Set exercise:
Arrange the records as a Markdown table with the columns Row and Line, numbering each non-blank line in order and leaving blank lines out. Omit the pictures from the table.

Stored items
- - - -

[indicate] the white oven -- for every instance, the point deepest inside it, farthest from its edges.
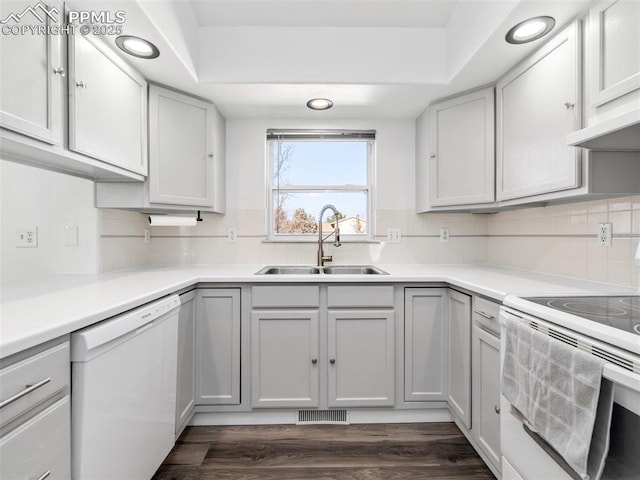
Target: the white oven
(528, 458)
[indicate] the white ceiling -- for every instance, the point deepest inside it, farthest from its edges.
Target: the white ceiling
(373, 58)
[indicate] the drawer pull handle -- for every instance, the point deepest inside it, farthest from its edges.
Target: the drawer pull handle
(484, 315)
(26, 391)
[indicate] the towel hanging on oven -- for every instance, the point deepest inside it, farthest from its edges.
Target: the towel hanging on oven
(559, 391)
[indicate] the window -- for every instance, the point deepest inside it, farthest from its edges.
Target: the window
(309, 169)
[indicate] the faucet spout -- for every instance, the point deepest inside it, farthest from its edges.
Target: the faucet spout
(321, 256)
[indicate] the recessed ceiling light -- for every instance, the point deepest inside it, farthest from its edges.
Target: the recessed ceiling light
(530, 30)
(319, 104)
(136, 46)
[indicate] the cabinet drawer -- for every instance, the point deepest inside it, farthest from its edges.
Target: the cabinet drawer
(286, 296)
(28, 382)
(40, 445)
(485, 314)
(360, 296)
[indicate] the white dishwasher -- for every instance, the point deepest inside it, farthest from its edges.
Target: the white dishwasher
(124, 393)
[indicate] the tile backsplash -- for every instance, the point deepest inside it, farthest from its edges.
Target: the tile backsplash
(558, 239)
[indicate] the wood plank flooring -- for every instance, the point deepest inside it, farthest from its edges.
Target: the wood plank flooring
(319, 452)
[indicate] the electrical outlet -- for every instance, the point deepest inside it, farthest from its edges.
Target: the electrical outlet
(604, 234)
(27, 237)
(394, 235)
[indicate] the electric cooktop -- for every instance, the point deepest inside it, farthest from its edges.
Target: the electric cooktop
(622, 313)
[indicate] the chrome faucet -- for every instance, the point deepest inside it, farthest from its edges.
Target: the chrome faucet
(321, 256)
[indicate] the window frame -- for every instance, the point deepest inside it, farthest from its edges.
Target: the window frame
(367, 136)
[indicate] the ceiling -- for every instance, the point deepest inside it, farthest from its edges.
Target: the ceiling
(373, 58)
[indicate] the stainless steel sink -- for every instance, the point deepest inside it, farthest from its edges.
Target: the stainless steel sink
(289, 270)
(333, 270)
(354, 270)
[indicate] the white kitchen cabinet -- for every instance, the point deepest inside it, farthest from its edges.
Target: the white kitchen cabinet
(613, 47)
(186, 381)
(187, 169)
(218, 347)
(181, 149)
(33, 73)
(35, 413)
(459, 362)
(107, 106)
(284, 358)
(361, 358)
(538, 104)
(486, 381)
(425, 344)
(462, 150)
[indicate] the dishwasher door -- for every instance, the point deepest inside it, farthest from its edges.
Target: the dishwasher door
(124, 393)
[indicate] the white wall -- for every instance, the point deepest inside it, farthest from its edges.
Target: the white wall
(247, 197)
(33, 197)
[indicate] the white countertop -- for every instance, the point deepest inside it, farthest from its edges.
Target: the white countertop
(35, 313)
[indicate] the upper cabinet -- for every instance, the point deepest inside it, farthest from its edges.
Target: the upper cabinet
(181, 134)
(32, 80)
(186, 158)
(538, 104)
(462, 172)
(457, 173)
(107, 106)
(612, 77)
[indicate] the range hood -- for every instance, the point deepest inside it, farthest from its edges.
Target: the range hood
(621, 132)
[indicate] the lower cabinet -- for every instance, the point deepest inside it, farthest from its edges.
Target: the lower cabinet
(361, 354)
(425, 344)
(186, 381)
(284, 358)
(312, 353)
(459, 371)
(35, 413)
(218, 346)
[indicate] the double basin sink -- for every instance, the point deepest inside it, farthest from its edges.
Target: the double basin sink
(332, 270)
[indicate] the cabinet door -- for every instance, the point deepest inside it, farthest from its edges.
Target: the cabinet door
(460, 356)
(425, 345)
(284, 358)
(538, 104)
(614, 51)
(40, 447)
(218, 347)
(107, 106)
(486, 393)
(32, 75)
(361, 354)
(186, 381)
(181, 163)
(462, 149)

- - - -

Response to this task:
| Row | Line |
|---|---|
| 1 | [indicate] the white oven -- for every instance, the point deepest inside it, farthest from its edges. |
| 2 | Target: the white oven |
| 3 | (528, 458) |
| 4 | [indicate] the white ceiling -- for every instance, the point deepest inside it, farthest from its edges. |
| 5 | Target: the white ceiling |
| 6 | (373, 58) |
| 7 | [indicate] the drawer pull handle -- for every instance, the point deepest inside it, farthest from its edges. |
| 8 | Target: the drawer pull handle |
| 9 | (484, 315) |
| 10 | (26, 391) |
| 11 | [indicate] the towel hanging on oven -- for every instance, the point deepest inside it, farthest from its edges. |
| 12 | Target: the towel hanging on oven |
| 13 | (559, 391) |
| 14 | [indicate] the window -- for every instance, the point deepest inside it, farthest from its edges. |
| 15 | Target: the window |
| 16 | (309, 169) |
| 17 | [indicate] the faucet spout -- for every instance, the point deepest inside it, farthest from its edges. |
| 18 | Target: the faucet spout |
| 19 | (321, 256) |
| 20 | [indicate] the recessed ceiling light -- for every instance, the point deepest inside it, farthest from its edges. |
| 21 | Target: the recessed ceiling light |
| 22 | (530, 30) |
| 23 | (319, 104) |
| 24 | (136, 46) |
| 25 | [indicate] the cabinet drawer -- for every instance, the point deepest inside it, farthest from its edges. |
| 26 | Target: the cabinet drawer |
| 27 | (286, 296) |
| 28 | (28, 382) |
| 29 | (40, 445) |
| 30 | (485, 314) |
| 31 | (360, 296) |
| 32 | [indicate] the white dishwasher -- for every instance, the point deepest inside it, farthest from its edges. |
| 33 | Target: the white dishwasher |
| 34 | (124, 393) |
| 35 | [indicate] the tile backsplash -- for every instance, the point deepest inside it, farthest from its edges. |
| 36 | Target: the tile backsplash |
| 37 | (558, 239) |
| 38 | [indicate] the wood plank flooring -- for every instance, the point deepest inside it, farthest from its edges. |
| 39 | Target: the wood plank flooring |
| 40 | (319, 452) |
| 41 | [indicate] the electrical outlet -- for every instance, the point deepest inside it, farthest from its edges. |
| 42 | Target: the electrical outlet |
| 43 | (604, 234) |
| 44 | (27, 237) |
| 45 | (394, 235) |
| 46 | [indicate] the electric cooktop -- for every instance, the point deepest inside it, farthest from its edges. |
| 47 | Target: the electric cooktop |
| 48 | (622, 313) |
| 49 | [indicate] the chrome faucet -- for every instance, the point deepest inside it, farthest from its edges. |
| 50 | Target: the chrome faucet |
| 51 | (321, 256) |
| 52 | [indicate] the window frame -- for every instance, the point deepest inside it, farthest from its edges. |
| 53 | Target: the window frame |
| 54 | (367, 136) |
| 55 | [indicate] the ceiling -- for every instance, the point deepest inside it, farthest from its edges. |
| 56 | Target: the ceiling |
| 57 | (373, 58) |
| 58 | [indicate] the stainless steel sink -- for every instance, the point deepest inside it, farthest from its edges. |
| 59 | Target: the stainless steel sink |
| 60 | (289, 270) |
| 61 | (333, 270) |
| 62 | (354, 270) |
| 63 | [indicate] the white kitchen cabinet -- for every instance, the point deepest inside it, farthest from its edges. |
| 64 | Target: the white kitchen cabinet |
| 65 | (613, 47) |
| 66 | (186, 381) |
| 67 | (187, 169) |
| 68 | (218, 347) |
| 69 | (181, 149) |
| 70 | (33, 73) |
| 71 | (35, 413) |
| 72 | (459, 362) |
| 73 | (107, 106) |
| 74 | (284, 358) |
| 75 | (361, 358) |
| 76 | (538, 104) |
| 77 | (486, 381) |
| 78 | (425, 344) |
| 79 | (462, 150) |
| 80 | [indicate] the dishwasher door -- for every instance, the point deepest inside it, farthest from its edges. |
| 81 | Target: the dishwasher door |
| 82 | (124, 393) |
| 83 | [indicate] the white wall -- for every instance, the point deepest inside it, farthest from its edges. |
| 84 | Target: the white wall |
| 85 | (247, 197) |
| 86 | (33, 197) |
| 87 | [indicate] the white countertop -- for every instance, the point deepest inside it, farthest from its edges. |
| 88 | Target: the white countertop |
| 89 | (35, 313) |
| 90 | [indicate] the upper cabinet -- for every instance, the point deepest inside it, farthest from its edges. |
| 91 | Target: the upper cabinet |
| 92 | (181, 134) |
| 93 | (32, 80) |
| 94 | (186, 158) |
| 95 | (538, 104) |
| 96 | (462, 172) |
| 97 | (457, 173) |
| 98 | (107, 106) |
| 99 | (612, 77) |
| 100 | [indicate] the range hood -- for every instance, the point deepest inside it, farthest from its edges. |
| 101 | Target: the range hood |
| 102 | (621, 132) |
| 103 | [indicate] the lower cabinet -- for every instance, the point deepest inside it, farthest from its edges. |
| 104 | Target: the lower cabinet |
| 105 | (361, 354) |
| 106 | (425, 344) |
| 107 | (186, 381) |
| 108 | (284, 358) |
| 109 | (312, 353) |
| 110 | (459, 371) |
| 111 | (35, 413) |
| 112 | (218, 346) |
| 113 | [indicate] the double basin sink -- for every instance, the point deepest inside it, farthest from its edges. |
| 114 | Target: the double basin sink |
| 115 | (332, 270) |
| 116 | [indicate] the cabinet door -- for every instance, the point deepest inside it, farthest from its edges. |
| 117 | Target: the cabinet door |
| 118 | (460, 356) |
| 119 | (425, 345) |
| 120 | (284, 358) |
| 121 | (538, 104) |
| 122 | (614, 51) |
| 123 | (40, 447) |
| 124 | (218, 347) |
| 125 | (107, 106) |
| 126 | (486, 393) |
| 127 | (32, 75) |
| 128 | (361, 354) |
| 129 | (186, 381) |
| 130 | (181, 163) |
| 131 | (462, 149) |